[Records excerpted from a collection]

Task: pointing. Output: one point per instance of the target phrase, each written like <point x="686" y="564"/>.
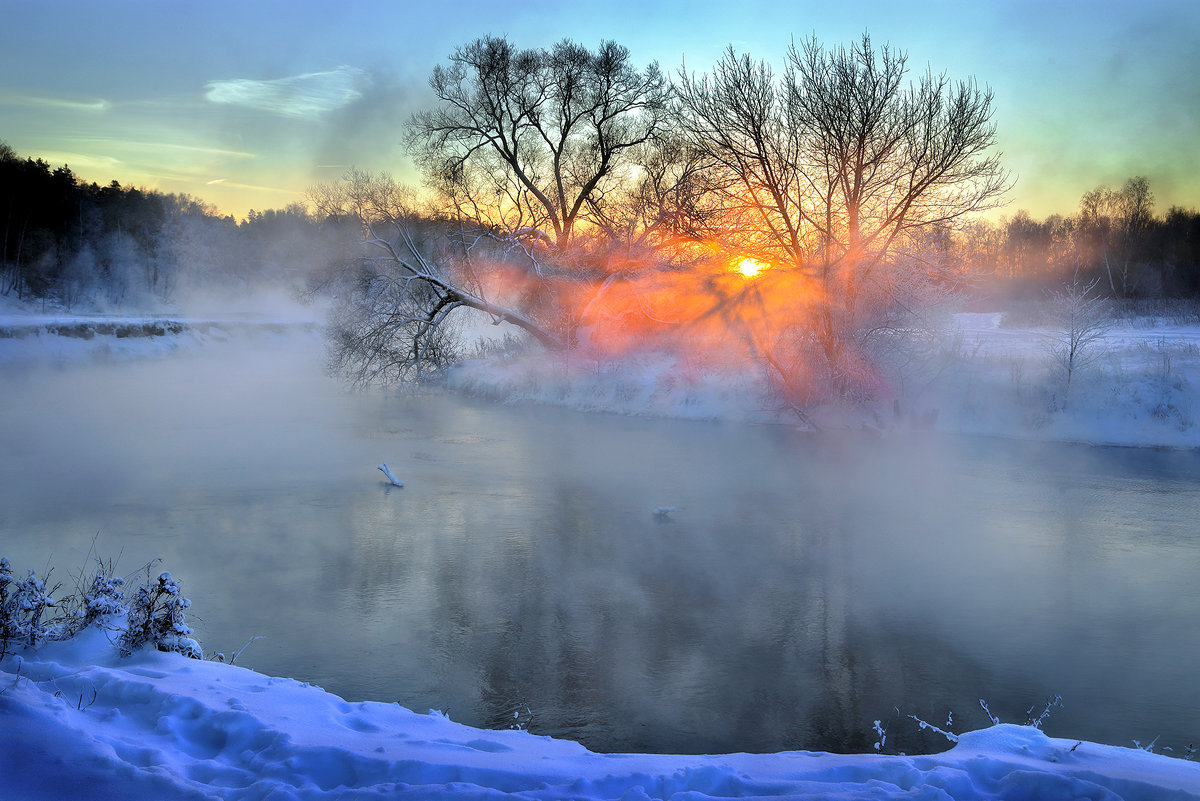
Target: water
<point x="803" y="588"/>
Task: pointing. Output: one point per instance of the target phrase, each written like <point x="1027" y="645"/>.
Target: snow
<point x="79" y="721"/>
<point x="982" y="378"/>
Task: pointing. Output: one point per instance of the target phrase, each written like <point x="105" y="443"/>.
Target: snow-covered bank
<point x="78" y="721"/>
<point x="1138" y="389"/>
<point x="29" y="341"/>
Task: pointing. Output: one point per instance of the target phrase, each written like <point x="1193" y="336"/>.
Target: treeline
<point x="84" y="245"/>
<point x="1114" y="239"/>
<point x="88" y="245"/>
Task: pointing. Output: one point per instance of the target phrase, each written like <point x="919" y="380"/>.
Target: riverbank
<point x="982" y="377"/>
<point x="78" y="721"/>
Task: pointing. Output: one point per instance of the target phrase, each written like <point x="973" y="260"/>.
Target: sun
<point x="750" y="267"/>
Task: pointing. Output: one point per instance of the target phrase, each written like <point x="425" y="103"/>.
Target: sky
<point x="247" y="104"/>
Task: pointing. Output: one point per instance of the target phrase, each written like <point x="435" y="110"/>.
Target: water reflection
<point x="804" y="588"/>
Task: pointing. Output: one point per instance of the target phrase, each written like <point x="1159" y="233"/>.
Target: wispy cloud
<point x="145" y="146"/>
<point x="256" y="187"/>
<point x="309" y="95"/>
<point x="11" y="98"/>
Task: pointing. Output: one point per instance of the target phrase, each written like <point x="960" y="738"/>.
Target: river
<point x="803" y="586"/>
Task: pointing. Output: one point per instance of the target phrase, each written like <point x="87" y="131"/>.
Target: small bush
<point x="154" y="615"/>
<point x="22" y="606"/>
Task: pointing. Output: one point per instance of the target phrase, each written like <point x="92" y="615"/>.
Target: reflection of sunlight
<point x="750" y="267"/>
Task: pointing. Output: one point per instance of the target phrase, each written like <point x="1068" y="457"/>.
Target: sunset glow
<point x="750" y="267"/>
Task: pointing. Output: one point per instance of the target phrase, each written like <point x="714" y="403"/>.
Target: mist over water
<point x="803" y="588"/>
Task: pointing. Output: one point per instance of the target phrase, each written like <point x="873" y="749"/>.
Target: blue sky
<point x="246" y="104"/>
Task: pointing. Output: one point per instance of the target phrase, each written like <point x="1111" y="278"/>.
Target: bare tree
<point x="1114" y="220"/>
<point x="1083" y="318"/>
<point x="394" y="317"/>
<point x="531" y="142"/>
<point x="827" y="169"/>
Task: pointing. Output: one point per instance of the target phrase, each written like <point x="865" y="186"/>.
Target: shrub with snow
<point x="155" y="615"/>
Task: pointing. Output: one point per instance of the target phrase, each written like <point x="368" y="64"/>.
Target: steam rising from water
<point x="804" y="586"/>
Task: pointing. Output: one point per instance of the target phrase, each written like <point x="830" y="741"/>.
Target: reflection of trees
<point x="629" y="634"/>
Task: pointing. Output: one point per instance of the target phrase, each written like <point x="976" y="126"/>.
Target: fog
<point x="804" y="585"/>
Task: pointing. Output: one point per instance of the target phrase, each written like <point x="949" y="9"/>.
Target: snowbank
<point x="79" y="722"/>
<point x="1139" y="387"/>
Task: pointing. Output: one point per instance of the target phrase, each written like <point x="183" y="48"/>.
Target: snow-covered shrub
<point x="22" y="604"/>
<point x="156" y="616"/>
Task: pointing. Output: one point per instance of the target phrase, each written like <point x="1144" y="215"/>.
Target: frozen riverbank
<point x="78" y="721"/>
<point x="1138" y="387"/>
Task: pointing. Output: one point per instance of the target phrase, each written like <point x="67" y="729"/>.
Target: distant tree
<point x="1083" y="318"/>
<point x="399" y="296"/>
<point x="1115" y="221"/>
<point x="826" y="169"/>
<point x="529" y="143"/>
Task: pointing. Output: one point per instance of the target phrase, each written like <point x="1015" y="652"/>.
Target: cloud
<point x="10" y="98"/>
<point x="309" y="95"/>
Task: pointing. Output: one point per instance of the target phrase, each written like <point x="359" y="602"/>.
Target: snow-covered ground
<point x="77" y="721"/>
<point x="1139" y="386"/>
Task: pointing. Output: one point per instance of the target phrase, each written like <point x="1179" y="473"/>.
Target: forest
<point x="805" y="218"/>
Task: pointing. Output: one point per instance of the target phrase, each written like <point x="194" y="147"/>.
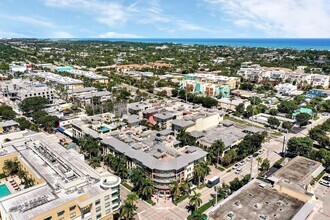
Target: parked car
<point x="326" y="178"/>
<point x="325" y="183"/>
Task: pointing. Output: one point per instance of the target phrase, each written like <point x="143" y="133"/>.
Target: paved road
<point x="321" y="210"/>
<point x="147" y="212"/>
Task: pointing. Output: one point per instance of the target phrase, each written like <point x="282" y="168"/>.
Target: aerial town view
<point x="164" y="110"/>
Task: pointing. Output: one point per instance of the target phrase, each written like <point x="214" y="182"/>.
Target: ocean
<point x="294" y="43"/>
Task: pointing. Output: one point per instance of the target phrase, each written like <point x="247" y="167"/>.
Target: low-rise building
<point x="21" y="89"/>
<point x="65" y="187"/>
<point x="294" y="179"/>
<point x="66" y="82"/>
<point x="8" y="126"/>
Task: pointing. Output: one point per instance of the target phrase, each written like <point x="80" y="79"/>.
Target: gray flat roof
<point x="149" y="161"/>
<point x="254" y="201"/>
<point x="182" y="123"/>
<point x="8" y="123"/>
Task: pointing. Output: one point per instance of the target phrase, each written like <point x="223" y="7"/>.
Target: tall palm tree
<point x="198" y="173"/>
<point x="175" y="190"/>
<point x="259" y="160"/>
<point x="195" y="200"/>
<point x="146" y="189"/>
<point x="185" y="187"/>
<point x="132" y="197"/>
<point x="128" y="210"/>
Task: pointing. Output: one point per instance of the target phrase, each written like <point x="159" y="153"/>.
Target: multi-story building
<point x="21" y="89"/>
<point x="158" y="156"/>
<point x="65" y="187"/>
<point x="66" y="82"/>
<point x="88" y="74"/>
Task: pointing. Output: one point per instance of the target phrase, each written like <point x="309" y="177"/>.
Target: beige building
<point x="65" y="186"/>
<point x="294" y="179"/>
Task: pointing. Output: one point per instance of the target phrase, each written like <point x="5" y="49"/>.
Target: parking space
<point x="321" y="210"/>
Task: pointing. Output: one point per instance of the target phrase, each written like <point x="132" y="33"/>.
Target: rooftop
<point x="252" y="201"/>
<point x="297" y="174"/>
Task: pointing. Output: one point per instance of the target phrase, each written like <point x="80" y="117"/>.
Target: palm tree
<point x="259" y="160"/>
<point x="198" y="216"/>
<point x="132" y="197"/>
<point x="175" y="190"/>
<point x="128" y="210"/>
<point x="185" y="187"/>
<point x="195" y="201"/>
<point x="198" y="173"/>
<point x="146" y="189"/>
<point x="216" y="150"/>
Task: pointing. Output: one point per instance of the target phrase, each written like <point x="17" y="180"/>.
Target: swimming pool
<point x="4" y="191"/>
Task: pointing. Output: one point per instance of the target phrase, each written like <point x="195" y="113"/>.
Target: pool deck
<point x="10" y="186"/>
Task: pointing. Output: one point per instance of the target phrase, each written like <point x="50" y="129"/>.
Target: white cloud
<point x="32" y="21"/>
<point x="118" y="35"/>
<point x="281" y="18"/>
<point x="6" y="34"/>
<point x="108" y="13"/>
<point x="61" y="34"/>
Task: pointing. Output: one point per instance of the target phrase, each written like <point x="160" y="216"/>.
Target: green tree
<point x="273" y="122"/>
<point x="273" y="111"/>
<point x="216" y="150"/>
<point x="265" y="165"/>
<point x="300" y="145"/>
<point x="195" y="201"/>
<point x="240" y="109"/>
<point x="303" y="118"/>
<point x="175" y="190"/>
<point x="299" y="99"/>
<point x="287" y="106"/>
<point x="33" y="104"/>
<point x="287" y="125"/>
<point x="128" y="210"/>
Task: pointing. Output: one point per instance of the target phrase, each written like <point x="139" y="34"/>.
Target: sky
<point x="165" y="18"/>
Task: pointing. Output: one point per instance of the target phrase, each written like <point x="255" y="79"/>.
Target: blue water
<point x="295" y="43"/>
<point x="4" y="191"/>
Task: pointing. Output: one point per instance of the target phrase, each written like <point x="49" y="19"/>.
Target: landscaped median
<point x="180" y="199"/>
<point x="223" y="192"/>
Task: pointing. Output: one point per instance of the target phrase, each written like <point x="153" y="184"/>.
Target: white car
<point x="325" y="183"/>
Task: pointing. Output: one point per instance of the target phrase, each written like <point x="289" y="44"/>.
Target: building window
<point x="72" y="215"/>
<point x="60" y="213"/>
<point x="71" y="208"/>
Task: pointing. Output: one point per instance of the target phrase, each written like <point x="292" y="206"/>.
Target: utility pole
<point x="283" y="148"/>
<point x="251" y="167"/>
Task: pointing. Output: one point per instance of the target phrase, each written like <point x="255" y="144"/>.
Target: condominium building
<point x="66" y="82"/>
<point x="65" y="187"/>
<point x="21" y="89"/>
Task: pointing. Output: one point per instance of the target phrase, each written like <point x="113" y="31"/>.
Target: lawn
<point x="180" y="199"/>
<point x="127" y="186"/>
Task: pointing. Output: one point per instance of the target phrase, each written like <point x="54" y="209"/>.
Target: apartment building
<point x="65" y="187"/>
<point x="95" y="78"/>
<point x="157" y="154"/>
<point x="20" y="89"/>
<point x="294" y="178"/>
<point x="66" y="82"/>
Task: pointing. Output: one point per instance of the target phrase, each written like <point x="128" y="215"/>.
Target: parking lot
<point x="321" y="210"/>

--- TASK DESCRIPTION ---
Extract every line above that contains the word "shrub".

--- TASK RESPONSE ---
Target: shrub with snow
Target: snow-covered shrub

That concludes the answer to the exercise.